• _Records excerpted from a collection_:
* start *
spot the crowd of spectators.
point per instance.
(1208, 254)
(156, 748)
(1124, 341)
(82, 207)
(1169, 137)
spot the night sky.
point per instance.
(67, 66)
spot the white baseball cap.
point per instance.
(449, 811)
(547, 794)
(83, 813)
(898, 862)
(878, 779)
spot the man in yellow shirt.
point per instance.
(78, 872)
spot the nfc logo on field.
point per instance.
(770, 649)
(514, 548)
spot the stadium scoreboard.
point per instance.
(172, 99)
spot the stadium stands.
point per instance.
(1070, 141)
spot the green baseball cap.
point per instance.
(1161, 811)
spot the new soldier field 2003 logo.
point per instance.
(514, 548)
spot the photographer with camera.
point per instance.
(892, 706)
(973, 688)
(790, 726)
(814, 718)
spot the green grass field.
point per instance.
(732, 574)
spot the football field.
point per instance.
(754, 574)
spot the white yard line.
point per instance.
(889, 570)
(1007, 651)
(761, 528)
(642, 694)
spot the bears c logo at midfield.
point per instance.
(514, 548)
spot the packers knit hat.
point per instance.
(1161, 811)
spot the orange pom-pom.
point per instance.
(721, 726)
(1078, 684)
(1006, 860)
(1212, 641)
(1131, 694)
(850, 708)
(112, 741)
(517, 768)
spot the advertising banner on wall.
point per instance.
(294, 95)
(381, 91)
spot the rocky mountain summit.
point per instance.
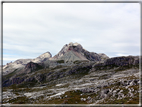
* end *
Can you repeat every one of the entries above word for word, leaving out the picture?

spot the crowd of spectators.
point per instance.
(1208, 254)
(156, 748)
(1124, 341)
(82, 207)
(1169, 137)
spot the night sky.
point per instance.
(67, 66)
spot the white baseball cap.
point per instance.
(449, 811)
(547, 794)
(83, 813)
(898, 862)
(878, 779)
spot the man in yellow shirt.
point per instance.
(78, 872)
spot the nfc logo on field.
point per instance.
(770, 649)
(514, 548)
spot the stadium scoreboard.
point per instance.
(172, 99)
spot the stadium stands.
point per instance.
(1070, 141)
spot the green baseball cap.
point per instance.
(1161, 811)
spot the new soldier field 2003 logo.
point per instance.
(514, 548)
spot the photographer with camera.
point per instance.
(892, 706)
(973, 688)
(790, 726)
(814, 718)
spot the green grass field.
point per instance.
(732, 574)
spot the football field.
point per instance.
(754, 574)
spot the white yard line.
point per instance.
(889, 570)
(1007, 651)
(761, 528)
(642, 694)
spot the bears c logo at midfield.
point per instance.
(514, 548)
spot the packers knit hat.
point per instance.
(1161, 811)
spot the orange pom-pom.
point per instance.
(721, 726)
(1078, 684)
(1006, 860)
(1212, 641)
(1131, 694)
(850, 708)
(112, 741)
(517, 768)
spot the advertising banner on wall.
point per instance.
(294, 95)
(381, 91)
spot the rocky mountain summit.
point per instance.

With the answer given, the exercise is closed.